OBJECTIVES:
A) Please find every line in the listing that contains the string "wire", paying attention to case, and copy each one.
B) Carry the travel account of the bat caves and Semuc Champey forward from its last sentence.

I had to be back at the lodge at 5pm for a tour to the bat caves, after some confusion about not putting my name on the sign up board (even though I had a reservation) we were finally on the way in the back of a pick up truck with a group of school children and a family from Argentina, with the parents probably in their 70's. We
were each given a candle and led along the river and up some stairs into the caves, which opened out in to huge caverns with stalatites and mites and huge cave spiders everywhere. Not to mention the thousands of bats flying around getting ready to exit the cave at sunset to go and forage. As it got darker outside we went further into the cave and the little light from the candles seemed to do little for lighting the way on the slippery rocky pathways, I was really luck I had remembered my head torch, it was definatly useful as both hands were needed at times, to hold on to the rocks!
The next day we went of in the back of another pick up truck to Semuc Champey. This was a great trip along hairy dirt paths down through agricultural land, little villages and jungle whilst holding on tight. We swm through caves, climbed up ladders and ropes and jumped off rocks in the dark, with only the light of a candle, which did keep going out after multiple submergences.There were bats roosting in these caves too. We then went tubing down the river, swung on a trapeze
ovr the river and jumped off and then had the option of jumping off the 10m high bridge into the river below....next came the hike up the hill to loook down over the beautiful pools and waterfalls of semuc champey before walking down again and getting into the turquoise water for a swim. There were little fishes which would come and nibble you whilst swimming too.

DATASET CONTENT:
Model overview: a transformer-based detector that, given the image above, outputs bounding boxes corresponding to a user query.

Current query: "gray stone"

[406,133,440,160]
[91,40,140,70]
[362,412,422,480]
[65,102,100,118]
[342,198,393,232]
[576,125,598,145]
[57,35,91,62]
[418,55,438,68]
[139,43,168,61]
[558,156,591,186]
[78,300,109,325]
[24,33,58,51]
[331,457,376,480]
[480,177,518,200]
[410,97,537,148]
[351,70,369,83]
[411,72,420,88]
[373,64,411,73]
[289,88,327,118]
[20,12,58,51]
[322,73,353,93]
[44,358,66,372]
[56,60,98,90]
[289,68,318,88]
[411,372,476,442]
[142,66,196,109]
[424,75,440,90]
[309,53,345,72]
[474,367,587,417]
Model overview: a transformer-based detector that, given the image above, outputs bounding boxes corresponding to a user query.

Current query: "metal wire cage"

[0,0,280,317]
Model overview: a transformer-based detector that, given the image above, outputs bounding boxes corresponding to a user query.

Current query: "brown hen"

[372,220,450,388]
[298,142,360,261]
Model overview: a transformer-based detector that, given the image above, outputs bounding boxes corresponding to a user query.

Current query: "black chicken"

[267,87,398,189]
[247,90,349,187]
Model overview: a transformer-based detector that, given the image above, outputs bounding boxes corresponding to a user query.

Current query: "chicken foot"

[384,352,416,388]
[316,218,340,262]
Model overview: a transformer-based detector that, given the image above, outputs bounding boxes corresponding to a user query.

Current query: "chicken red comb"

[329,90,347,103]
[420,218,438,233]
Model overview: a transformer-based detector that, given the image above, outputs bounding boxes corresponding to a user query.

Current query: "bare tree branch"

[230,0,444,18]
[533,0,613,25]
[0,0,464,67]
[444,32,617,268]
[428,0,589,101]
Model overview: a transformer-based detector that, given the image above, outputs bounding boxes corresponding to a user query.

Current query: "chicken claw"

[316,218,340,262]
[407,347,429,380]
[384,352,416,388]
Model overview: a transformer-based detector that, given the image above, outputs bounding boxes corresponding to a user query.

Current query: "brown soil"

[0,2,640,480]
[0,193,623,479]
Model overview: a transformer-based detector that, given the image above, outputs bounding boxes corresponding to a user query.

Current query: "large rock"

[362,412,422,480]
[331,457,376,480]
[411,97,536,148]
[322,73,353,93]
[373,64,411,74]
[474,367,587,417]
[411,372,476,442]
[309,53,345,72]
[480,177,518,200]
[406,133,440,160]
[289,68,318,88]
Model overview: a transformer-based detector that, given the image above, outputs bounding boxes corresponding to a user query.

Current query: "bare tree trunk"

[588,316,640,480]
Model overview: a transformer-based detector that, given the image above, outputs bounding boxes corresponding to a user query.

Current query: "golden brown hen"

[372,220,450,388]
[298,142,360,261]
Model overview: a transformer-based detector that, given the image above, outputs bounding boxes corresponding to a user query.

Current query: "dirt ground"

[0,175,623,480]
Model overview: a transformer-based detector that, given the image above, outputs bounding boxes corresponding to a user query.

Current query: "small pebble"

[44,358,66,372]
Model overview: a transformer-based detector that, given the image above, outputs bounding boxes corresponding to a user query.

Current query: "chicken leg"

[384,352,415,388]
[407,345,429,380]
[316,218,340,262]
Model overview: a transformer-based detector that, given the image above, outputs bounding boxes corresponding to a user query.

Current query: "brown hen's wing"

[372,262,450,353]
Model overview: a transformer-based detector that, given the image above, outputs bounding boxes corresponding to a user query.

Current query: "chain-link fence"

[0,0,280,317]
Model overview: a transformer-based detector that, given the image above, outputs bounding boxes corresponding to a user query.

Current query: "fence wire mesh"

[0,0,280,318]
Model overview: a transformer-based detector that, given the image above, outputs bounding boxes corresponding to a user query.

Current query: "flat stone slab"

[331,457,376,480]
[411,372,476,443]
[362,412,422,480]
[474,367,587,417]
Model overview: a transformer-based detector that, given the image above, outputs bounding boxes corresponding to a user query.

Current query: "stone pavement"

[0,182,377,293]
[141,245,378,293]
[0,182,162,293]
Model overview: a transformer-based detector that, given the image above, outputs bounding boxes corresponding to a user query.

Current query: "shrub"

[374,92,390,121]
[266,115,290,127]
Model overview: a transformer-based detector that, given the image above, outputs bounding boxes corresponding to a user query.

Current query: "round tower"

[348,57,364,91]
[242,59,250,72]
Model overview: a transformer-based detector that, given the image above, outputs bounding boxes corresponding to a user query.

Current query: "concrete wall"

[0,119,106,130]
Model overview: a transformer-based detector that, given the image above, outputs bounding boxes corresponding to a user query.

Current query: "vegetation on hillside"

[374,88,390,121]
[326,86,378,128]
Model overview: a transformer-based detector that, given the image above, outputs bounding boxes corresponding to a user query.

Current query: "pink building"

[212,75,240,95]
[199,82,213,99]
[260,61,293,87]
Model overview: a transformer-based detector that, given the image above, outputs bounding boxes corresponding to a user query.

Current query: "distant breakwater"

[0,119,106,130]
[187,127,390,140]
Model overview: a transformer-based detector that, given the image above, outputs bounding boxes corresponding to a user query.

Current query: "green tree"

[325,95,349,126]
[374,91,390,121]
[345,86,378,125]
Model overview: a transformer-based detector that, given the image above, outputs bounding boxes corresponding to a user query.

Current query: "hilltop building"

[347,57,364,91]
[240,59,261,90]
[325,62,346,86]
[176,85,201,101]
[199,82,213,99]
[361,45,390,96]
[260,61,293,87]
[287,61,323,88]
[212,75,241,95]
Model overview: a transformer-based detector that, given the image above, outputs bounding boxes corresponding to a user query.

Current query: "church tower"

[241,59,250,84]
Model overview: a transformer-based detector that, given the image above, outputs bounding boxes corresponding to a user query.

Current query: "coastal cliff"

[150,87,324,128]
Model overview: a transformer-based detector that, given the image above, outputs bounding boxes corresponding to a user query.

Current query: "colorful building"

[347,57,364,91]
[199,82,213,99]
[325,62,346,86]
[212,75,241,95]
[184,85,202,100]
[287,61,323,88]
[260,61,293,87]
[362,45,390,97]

PER-TASK OUTPUTS:
A)
Current query: "metal wire cage"
Current query: "fence wire mesh"

B)
The next day I took a shuttle to the Rio Dulce, the road is half built in places, lacking tarmac for the majority and suffering from landslides and rock falls in other areas, but it was probably the most beautiful journey I have ever taken, through mountains and little villages where we would occaionally pick up a local Mayan, in full Mayan dress and carrying vegetables to sell at market on their heads and carrying a blackberry mobile phone in their hand.
I was dropped of at the river dock and met by Ceaser and his boat ready to tke me to the Backpackers Hostel on the waterfront, but we had to go via the Castillo de san Felipe (a Spanish colonial fort built to deter pirates in the area)first, we motored
past little islands full of birds in the trees and terripins sunning themselves on the rock. When I did get the hostel I stayed in the dorm over about 20 beds over the water in a rickety wooden building. Here I met some two American girls and two guys and two girls form Holland. Ceaser came and picked us up and took us for dinner through narrow waterways in the jungle to an amazing little restaurant and hostel with a kinkachoo for a pet.
Next day we went to Finca Paradisio on Lago de Izabal and to the hot waterfall, with water at over 40 degrees celcius cascading over a waterfall into a cool river, it was like a thermal spa in the jungle and after a small climb up the bank and running aross too boiling hot rivers you reach a place to get clay mud to continue the spa experience. We stayed in a newly built hostel on the lake this night, which was beautiful and left the next morning for some boating up a canyon betwwn Finca Paradisio and El Estor, scrambling up over some rocks, jumping off into the river and swimming back downstream into
river rapids, which was more than a little bit painful inplaces, I think a rubber tube would be a good idea next time! We then got a bus to the island of Flores and the five of us stayed at Los Amigos Hostel 2 for two nights before heading to the Mayan ruins at Tikal....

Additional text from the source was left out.